### Extrait de texte ###

Vu la procédure suivante :
Sous le n° 1404956, M. et Mme B...A...ont demandé au tribunal administratif de Montreuil de prononcer la décharge des cotisations supplémentaires d'impôt sur le revenu auxquelles ils ont été assujettis au titre des années 2008 et 2009 ainsi que des pénalités correspondantes.
Sous le n° 1410094, M. et Mme B...A...ont demandé au tribunal administratif de Montreuil de prononcer la décharge de l'amende qui leur a été infligée sur le fondement du IV de l'article 1736 du code général des impôts au titre des mêmes années.
Par deux jugements n° 1404956 du 13 avril 2015 et n° 1410094 du 17 mars 2016, le tribunal administratif de Montreuil a rejeté ces demandes.
Par un arrêt n° 15VE01869, 16VE01215 du 9 février 2017, la cour administrative d'appel de Versailles a déchargé M. et Mme A...de l'amende qui leur a été infligée sur le fondement du IV de l'article 1736 du code général des impôts au titre des années 2008 et 2009, a réformé le jugement du tribunal administratif de Montreuil n° 1410094 en ce qu'il a de contraire à son arrêt et a rejeté le surplus des requêtes.
Par un pourvoi, enregistré le 29 mars 2017 au secrétariat du contentieux du Conseil d'Etat, le ministre de l'économie et des finances demande au Conseil d'Etat :
1°) d'annuler les articles 1er, 2 et 3 de cet arrêt ;
2°) dans l'hypothèse où le Conseil d'Etat procèderait à cette annulation et userait de la faculté qui lui est offerte de régler l'affaire au fond, de rejeter l'appel de M. et Mme A... en ce qui concerne l'amende et, à titre subsidiaire, de substituer l'amende la plus faible prévue par l'article L. 152-5 du code monétaire et financier à l'amende appliquée sur le fondement du IV de l'article 1736 du code général des impôts.

### Données fournies ###

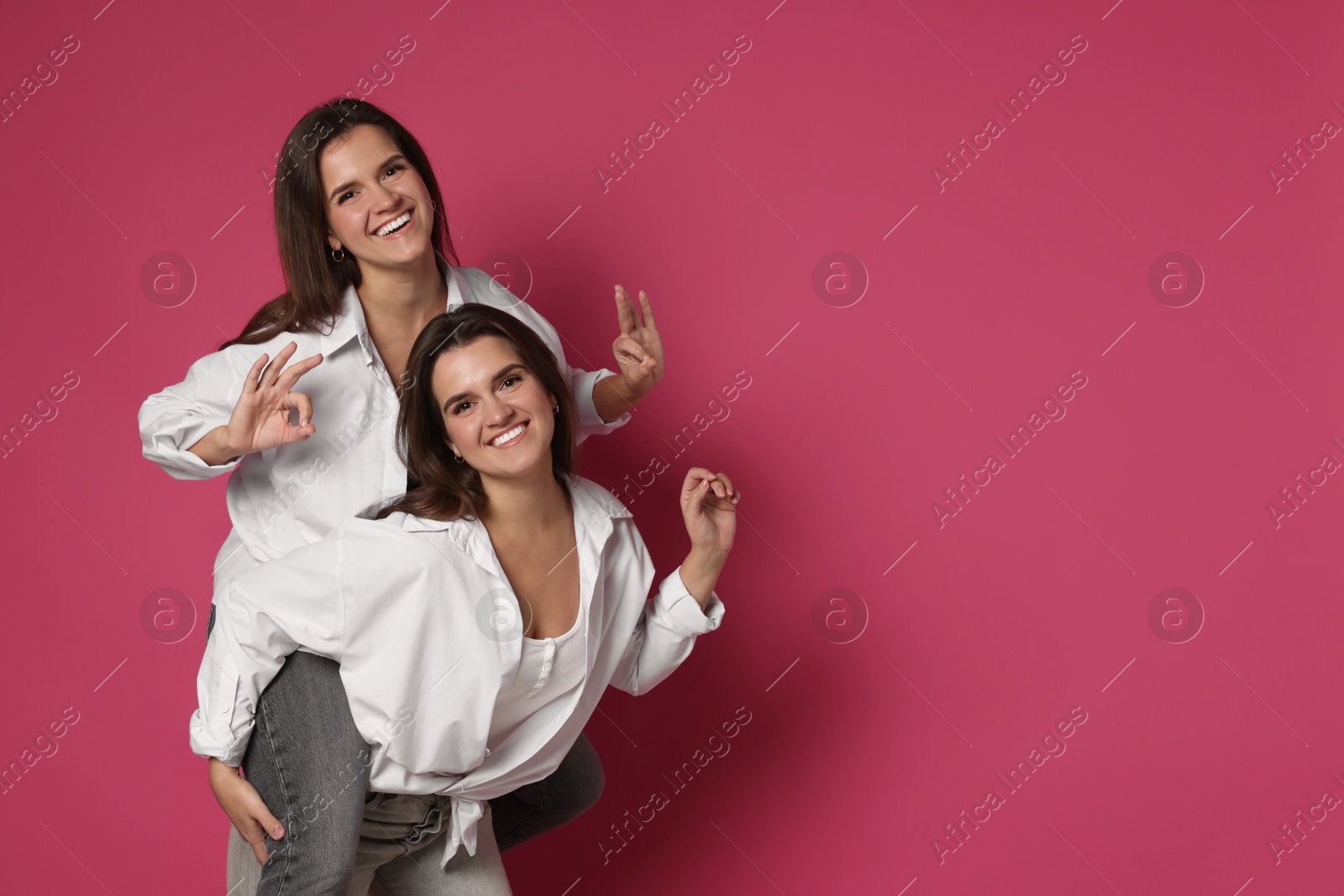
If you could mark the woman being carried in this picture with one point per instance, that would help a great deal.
(479, 618)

###

* [Exercices]
A – Quelles dates complètes (jour, mois et année) figurent dans l'extrait ?
B – D'après l'extrait, quelle juridiction a déchargé M. et Mme A... de l'amende infligée sur le fondement du IV de l'article 1736 du code général des impôts ?

* [Corrigé des exercices]
A – 13 avril 2015, 17 mars 2016, 9 février 2017, 29 mars 2017

B – La cour administrative d'appel de Versailles.